Directions:
1: Decide whether each statement agrees with the JDP2 text below, answering yes or no and quoting the deciding words. (a) The triglyceride level in Adeno-JDP2-infected 3T3-L1 cells was 17 ng/μg protein. (b) After differentiation medium, the infected cells were kept in Insulin-GM for 3 days. (c) Adipose tissue from 3-week-old WT mice held mostly single large lipid droplets.
2: In the JDP2 text below, name every adipocyte marker gene listed in part (d) of the Figure 3 legend.

Source document:
************

In order to confirm the hypothesis that JDP2 acts as a repressor of adipogenesis, we prepared a recombinant adenovirus vector that included JDP2 cDNA under control of the CAG promoter (Adeno-JDP2) and infected 3T3-L1 pre-adipocytes with this vector. As a negative control, we used a recombinant adenovirus vector that contained the gene for β-galactosidase from Escherichia coli (Adeno-lacZ). The 3T3-L1 cells that had been infected by these vectors expressed JDP2 and β-galactosidase, as revealed by immunoblotting analysis (Figure 3a). We exposed the infected cells to differentiation medium for 2 days and then cultured them in Insulin-GM for 7 days to induce adipocyte differentiation. We then lysed the cells and measured levels of triglycerides (TGs) as a marker of adipocytes. We found that the level of TGs was five- to six-fold lower in Adeno-JDP2-infected cells (17 ng/μg protein) than in Adeno-lacZ (104 ng/μg protein)- and mock (93 ng/μg protein)-infected cells (Figure 3b). Light microscopy revealed fewer adipocytes in cultures of Adeno-JDP2-infected cells than in cultures of Adeno-lacZ- and mock-infected cells (Figure 3c). When we compared the levels of mRNAs for adipocyte markers such as aP2, C/EBPα and PPARγ2, we found that the respective levels were significantly lower in Adeno-JDP2-infected cells (Figure 3d). We also infected Jdp2−/− MEFs with the Adeno-JDP2 vector in a ‘rescue’ experiment and then examined the induced differentiation of adipocytes. Light microscopy of cells revealed the almost complete absence of adipocytes in cultures of Adeno-JDP2-infected cells and increased numbers of adipocytes in Adeno-lacZ- and mock-infected cells after treatment to induce adipocyte differentiation (Figure 3e). These results strongly suggest that JDP2 is a negative regulator of adipocyte differentiation.

Figure 3
figure 3

Inhibition of the differentiation to adipocyte of 3T3-L1 cells and MEFs by expression of ectopic JDP2. 3T3-L1 preadipocytes were infected with recombinant adenovirus that included cDNA that encoded JDP2 (Adeno-JDP2) or β-galactosidase (Adeno-LacZ), driven by the CAG promoter. The cells were exposed to differentiation medium for 2 days and then to Insulin-GM for 1 week. (a) Total cell lysates from Adeno-JDP2-, Adeno-LacZ- and mock-infected cells were subjected to Western blotting with antibodies against JDP2 and β-galactosidase. A loading control was blotted with antibodies specific for histone H3. (b) The same lysates were used to determine the levels of triglycerides in cells. Relative values were standardized by reference to amounts of total protein. (c) The morphology of cells was examined by light microscopy. Scale bars, 0.5 mm. (d) Total RNA was extracted and the levels of expressions of adipocyte marker genes (for aP2, C/EBPα, PPARγ2 and PGC1-α) were determined by real-time RT-PCR. Relative levels were normalized by reference of those of genomic DNAs. (e) Jdp2−/− MEFs were infected with Adeno-JDP2 or Adeno-LacZ and treated for the induction of adipocyte differentiation as indicated. The cells were examined by light microscopy. Scale bars, 0.5 mm

To study the effects of JDP2 on the formation of adipose tissue, we prepared sections of mouse adipose tissue from scapulae of Jdp2−/− and WT mice. Staining with hematoxylin and eosin (Figure 4a–d) revealed significant accumulation of lipid in the adipose tissue from 3-week-old Jdp2−/− mice. Moreover, the adipose tissue of 3-week-old Jdp2−/− mice consisted mostly of adipocytes that contained single large lipid droplets and resembled white adipocytes (Figure 4c), whereas many and significantly smaller lipid droplets, which are characteristic of brown adipocytes, were observed in the adipose tissue from 3-week-old WT mice (Figure 4d). When the adipose tissue was stained with antibodies against PGC-1α, a marker of brown adipocytes, we detected stronger signals due to expression of PGC-1α in the adipose tissue from WT mice than in the adipose tissue from Jdp2−/− mice (Figure 4e–g). Taken together, our results indicate that JDP2 plays a role in development of adipose tissue in vivo and that the preadipocytes in scapulae of JDP2-deficient mice preferentially differentiate to white adipocytes, while those of WT mice mostly differentiate to brown adipocytes.

************

Material supplied:
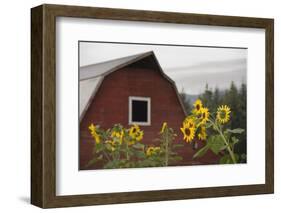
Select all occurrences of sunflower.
[183,117,195,128]
[160,122,167,133]
[105,140,116,152]
[146,146,160,156]
[111,129,124,144]
[89,124,100,144]
[198,126,207,140]
[217,105,231,124]
[200,107,210,124]
[180,122,195,143]
[129,124,143,141]
[193,99,203,114]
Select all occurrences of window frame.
[128,96,151,126]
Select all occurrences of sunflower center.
[202,112,206,119]
[220,111,226,119]
[185,128,190,136]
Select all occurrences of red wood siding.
[79,66,216,169]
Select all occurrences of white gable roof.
[79,51,185,120]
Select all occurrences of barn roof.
[79,51,186,121]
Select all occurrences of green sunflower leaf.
[225,128,244,134]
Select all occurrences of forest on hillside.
[180,82,247,162]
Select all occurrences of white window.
[129,96,151,126]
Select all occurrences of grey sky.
[80,42,247,94]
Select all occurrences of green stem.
[210,119,237,163]
[164,129,169,166]
[126,141,129,161]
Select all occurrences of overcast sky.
[80,42,247,94]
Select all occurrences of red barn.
[79,52,215,169]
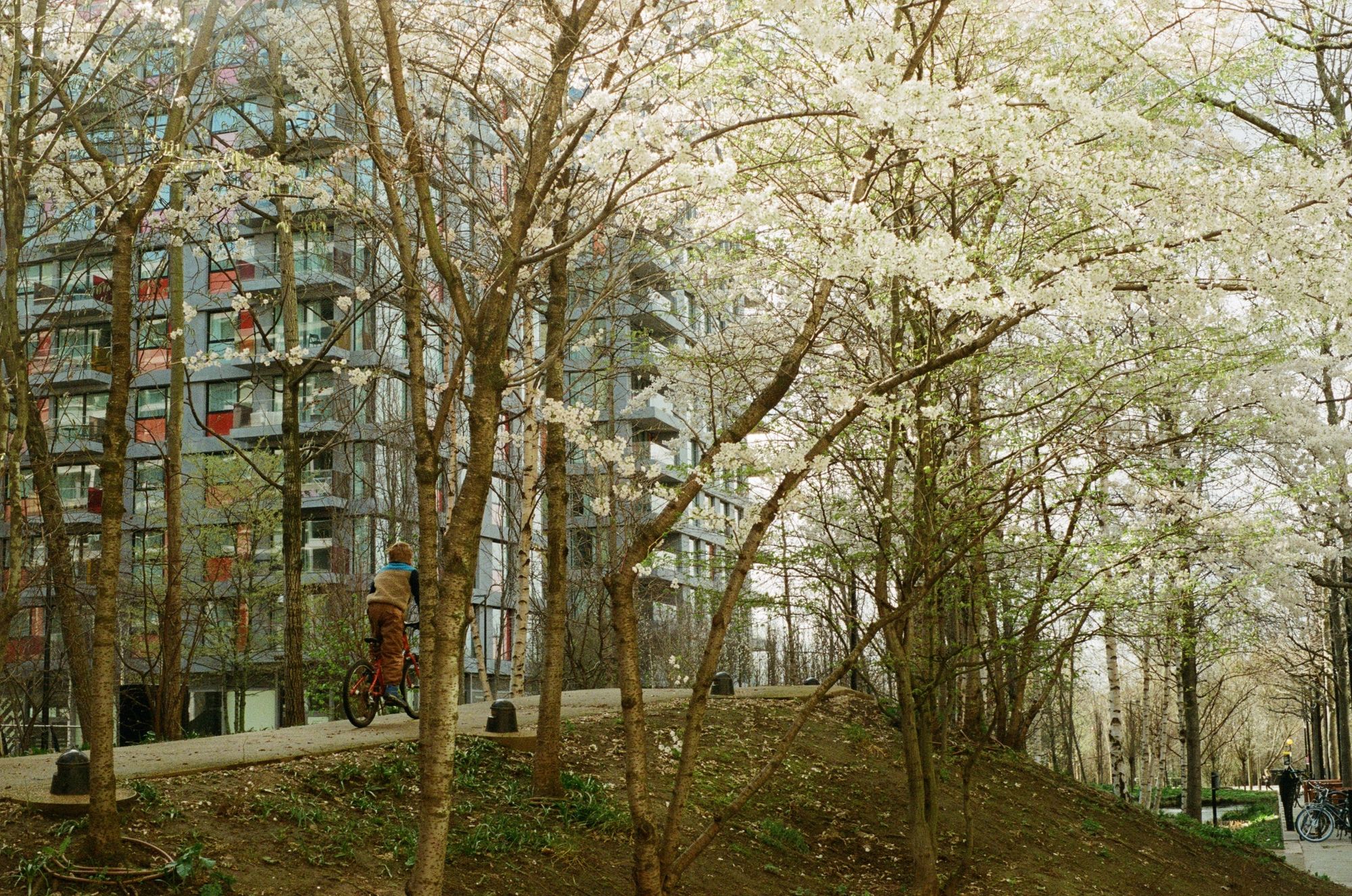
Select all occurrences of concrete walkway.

************

Solutions to the tasks:
1:
(a) Yes: "in Adeno-JDP2-infected cells (17 ng/μg protein)"
(b) No: "then cultured them in Insulin-GM for 7 days"
(c) No: "many and significantly smaller lipid droplets, which are characteristic of brown adipocytes, were observed in the adipose tissue from 3-week-old WT mice"

2: aP2, C/EBPα, PPARγ2, PGC1-α